Coordinate annotation entries:
Begin
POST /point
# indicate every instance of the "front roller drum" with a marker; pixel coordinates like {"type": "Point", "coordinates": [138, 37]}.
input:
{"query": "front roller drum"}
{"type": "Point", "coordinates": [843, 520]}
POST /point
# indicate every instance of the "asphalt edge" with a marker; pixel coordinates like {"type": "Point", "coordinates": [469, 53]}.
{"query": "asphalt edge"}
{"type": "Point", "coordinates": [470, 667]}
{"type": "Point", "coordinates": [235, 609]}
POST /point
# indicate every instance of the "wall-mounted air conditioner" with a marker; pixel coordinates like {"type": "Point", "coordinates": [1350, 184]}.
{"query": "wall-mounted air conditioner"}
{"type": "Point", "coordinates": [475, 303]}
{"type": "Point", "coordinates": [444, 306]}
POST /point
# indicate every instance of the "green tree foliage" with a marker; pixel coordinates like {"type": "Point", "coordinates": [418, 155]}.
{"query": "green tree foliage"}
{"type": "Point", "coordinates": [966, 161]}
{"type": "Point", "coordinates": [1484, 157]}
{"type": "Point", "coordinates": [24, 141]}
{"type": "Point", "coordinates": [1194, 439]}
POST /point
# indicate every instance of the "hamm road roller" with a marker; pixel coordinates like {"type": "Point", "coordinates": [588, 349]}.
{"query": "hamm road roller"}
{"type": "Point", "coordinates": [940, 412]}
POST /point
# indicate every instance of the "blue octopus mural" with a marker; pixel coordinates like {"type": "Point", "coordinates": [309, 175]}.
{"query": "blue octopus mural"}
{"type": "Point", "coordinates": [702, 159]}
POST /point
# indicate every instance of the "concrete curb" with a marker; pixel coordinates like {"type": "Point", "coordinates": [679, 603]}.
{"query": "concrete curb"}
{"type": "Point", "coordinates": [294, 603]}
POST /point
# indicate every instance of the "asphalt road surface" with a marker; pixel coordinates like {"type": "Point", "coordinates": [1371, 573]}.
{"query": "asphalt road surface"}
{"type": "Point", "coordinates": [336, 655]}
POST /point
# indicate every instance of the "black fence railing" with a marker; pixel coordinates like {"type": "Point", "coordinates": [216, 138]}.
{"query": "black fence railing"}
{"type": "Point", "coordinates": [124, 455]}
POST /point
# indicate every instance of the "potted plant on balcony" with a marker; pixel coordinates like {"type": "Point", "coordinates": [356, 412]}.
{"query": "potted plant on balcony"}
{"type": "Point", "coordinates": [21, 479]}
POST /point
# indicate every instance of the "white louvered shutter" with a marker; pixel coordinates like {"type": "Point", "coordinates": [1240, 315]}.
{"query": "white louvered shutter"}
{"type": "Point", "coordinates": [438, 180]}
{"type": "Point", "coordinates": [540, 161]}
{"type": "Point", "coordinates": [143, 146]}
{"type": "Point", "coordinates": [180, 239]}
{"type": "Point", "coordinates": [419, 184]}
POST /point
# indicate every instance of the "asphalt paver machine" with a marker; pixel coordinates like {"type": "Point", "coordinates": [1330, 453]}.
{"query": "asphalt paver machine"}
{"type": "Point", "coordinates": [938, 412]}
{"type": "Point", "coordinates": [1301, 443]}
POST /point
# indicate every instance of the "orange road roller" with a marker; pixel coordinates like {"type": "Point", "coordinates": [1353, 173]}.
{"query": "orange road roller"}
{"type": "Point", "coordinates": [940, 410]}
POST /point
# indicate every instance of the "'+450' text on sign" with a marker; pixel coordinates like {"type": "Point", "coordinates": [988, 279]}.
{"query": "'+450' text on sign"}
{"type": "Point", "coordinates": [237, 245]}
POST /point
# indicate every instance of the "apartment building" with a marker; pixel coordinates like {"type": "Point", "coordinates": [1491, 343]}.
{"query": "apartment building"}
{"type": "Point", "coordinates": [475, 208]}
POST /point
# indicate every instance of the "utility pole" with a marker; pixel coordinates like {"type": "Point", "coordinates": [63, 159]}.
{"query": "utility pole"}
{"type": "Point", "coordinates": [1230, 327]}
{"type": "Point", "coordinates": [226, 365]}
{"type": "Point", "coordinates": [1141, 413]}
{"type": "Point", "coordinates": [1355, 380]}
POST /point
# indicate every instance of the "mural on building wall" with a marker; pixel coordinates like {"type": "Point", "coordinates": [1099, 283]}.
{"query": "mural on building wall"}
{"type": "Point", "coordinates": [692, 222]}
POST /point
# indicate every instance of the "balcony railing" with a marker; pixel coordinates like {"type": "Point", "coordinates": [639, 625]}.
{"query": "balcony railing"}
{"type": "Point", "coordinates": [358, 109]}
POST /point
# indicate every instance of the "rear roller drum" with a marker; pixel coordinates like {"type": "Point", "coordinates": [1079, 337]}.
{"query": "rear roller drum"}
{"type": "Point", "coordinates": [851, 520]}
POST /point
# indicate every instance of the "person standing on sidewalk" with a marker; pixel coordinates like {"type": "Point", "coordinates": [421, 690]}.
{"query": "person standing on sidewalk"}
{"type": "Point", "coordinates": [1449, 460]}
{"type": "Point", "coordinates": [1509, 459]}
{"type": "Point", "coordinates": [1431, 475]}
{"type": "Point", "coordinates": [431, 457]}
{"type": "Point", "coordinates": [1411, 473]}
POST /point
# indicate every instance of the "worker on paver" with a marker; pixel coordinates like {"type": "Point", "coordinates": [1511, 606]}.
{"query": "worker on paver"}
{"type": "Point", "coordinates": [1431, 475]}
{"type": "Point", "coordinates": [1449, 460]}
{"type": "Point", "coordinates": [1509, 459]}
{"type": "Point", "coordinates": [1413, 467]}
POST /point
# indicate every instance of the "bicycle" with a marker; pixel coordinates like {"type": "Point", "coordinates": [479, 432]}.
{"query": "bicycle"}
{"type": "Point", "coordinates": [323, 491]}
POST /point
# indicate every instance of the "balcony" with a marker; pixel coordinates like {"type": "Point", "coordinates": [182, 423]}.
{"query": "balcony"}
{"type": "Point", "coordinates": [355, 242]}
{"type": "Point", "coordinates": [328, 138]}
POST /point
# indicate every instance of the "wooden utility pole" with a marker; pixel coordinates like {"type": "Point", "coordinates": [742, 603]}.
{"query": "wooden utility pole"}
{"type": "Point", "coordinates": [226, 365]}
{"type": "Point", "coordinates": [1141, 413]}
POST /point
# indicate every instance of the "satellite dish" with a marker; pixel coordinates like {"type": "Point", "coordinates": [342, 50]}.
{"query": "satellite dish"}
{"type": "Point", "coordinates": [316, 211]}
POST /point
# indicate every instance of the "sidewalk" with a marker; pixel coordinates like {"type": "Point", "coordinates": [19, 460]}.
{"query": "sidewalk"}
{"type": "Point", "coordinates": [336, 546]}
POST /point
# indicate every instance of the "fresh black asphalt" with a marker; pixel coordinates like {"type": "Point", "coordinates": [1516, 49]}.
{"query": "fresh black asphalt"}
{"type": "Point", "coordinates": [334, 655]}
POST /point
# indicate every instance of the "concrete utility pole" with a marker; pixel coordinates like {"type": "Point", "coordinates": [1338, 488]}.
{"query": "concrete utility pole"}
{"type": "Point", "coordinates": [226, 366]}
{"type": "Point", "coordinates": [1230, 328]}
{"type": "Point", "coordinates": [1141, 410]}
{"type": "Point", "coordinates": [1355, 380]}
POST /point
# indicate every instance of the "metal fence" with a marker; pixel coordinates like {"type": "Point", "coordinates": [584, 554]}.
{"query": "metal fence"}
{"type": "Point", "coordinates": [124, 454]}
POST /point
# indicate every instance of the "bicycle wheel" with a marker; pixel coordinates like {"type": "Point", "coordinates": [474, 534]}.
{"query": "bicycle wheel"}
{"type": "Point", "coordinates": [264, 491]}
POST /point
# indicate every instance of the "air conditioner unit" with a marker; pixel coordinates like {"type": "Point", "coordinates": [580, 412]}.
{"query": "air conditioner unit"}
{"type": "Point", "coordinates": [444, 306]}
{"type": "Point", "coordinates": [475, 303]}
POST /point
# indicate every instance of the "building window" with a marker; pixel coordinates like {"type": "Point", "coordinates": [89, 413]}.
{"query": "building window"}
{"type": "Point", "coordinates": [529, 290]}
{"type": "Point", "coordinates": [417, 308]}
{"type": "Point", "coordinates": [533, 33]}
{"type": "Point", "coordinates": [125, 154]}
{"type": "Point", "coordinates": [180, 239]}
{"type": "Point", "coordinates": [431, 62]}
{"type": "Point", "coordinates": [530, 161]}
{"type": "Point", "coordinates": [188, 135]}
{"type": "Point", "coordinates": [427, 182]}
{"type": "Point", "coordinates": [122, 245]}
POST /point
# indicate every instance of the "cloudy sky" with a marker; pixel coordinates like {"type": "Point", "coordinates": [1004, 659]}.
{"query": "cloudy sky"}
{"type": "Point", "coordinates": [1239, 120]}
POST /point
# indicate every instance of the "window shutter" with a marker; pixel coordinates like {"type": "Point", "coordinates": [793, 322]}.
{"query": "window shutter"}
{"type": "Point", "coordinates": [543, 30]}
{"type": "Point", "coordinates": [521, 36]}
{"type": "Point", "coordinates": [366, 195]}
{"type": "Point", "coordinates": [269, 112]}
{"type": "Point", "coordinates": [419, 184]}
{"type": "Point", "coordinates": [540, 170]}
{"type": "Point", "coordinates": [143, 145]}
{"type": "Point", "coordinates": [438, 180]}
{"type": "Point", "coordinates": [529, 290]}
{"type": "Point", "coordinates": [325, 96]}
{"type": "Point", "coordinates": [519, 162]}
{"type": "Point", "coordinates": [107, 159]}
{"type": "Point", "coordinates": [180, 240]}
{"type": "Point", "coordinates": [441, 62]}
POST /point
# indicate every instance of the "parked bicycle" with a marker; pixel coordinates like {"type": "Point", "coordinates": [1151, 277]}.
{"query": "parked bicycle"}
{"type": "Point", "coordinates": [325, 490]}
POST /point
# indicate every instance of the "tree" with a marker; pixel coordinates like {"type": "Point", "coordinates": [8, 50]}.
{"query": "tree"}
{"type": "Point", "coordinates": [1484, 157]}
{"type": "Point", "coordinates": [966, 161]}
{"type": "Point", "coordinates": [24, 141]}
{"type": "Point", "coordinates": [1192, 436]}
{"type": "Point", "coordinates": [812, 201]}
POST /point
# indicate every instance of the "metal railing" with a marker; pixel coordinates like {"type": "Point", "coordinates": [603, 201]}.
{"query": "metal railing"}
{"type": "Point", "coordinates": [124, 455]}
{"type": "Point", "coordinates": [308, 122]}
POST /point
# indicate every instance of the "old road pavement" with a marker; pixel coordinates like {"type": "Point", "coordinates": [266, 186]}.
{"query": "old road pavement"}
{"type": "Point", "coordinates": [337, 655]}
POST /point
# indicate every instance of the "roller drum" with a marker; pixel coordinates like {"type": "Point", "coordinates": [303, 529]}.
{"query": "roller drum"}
End
- Written request: Locate every line in the listing above that contains the word "roller", and copy each one. Case counts.

- Written answer:
# indicate every instance of the "front roller drum" with a marker; pixel coordinates like {"type": "Point", "coordinates": [138, 37]}.
{"query": "front roller drum"}
# indicate every instance of the "hamm road roller" with a marker; pixel coordinates like {"type": "Point", "coordinates": [588, 349]}.
{"query": "hamm road roller"}
# indicate every instance of the "orange road roller" with a marker; pixel coordinates like {"type": "Point", "coordinates": [1353, 173]}.
{"query": "orange road roller"}
# indicate every instance of the "rear roller drum" with a marker; pixel coordinates like {"type": "Point", "coordinates": [1079, 337]}.
{"query": "rear roller drum"}
# indicate every instance of the "roller drum" with a marker; pixel coordinates like {"type": "Point", "coordinates": [303, 529]}.
{"query": "roller drum"}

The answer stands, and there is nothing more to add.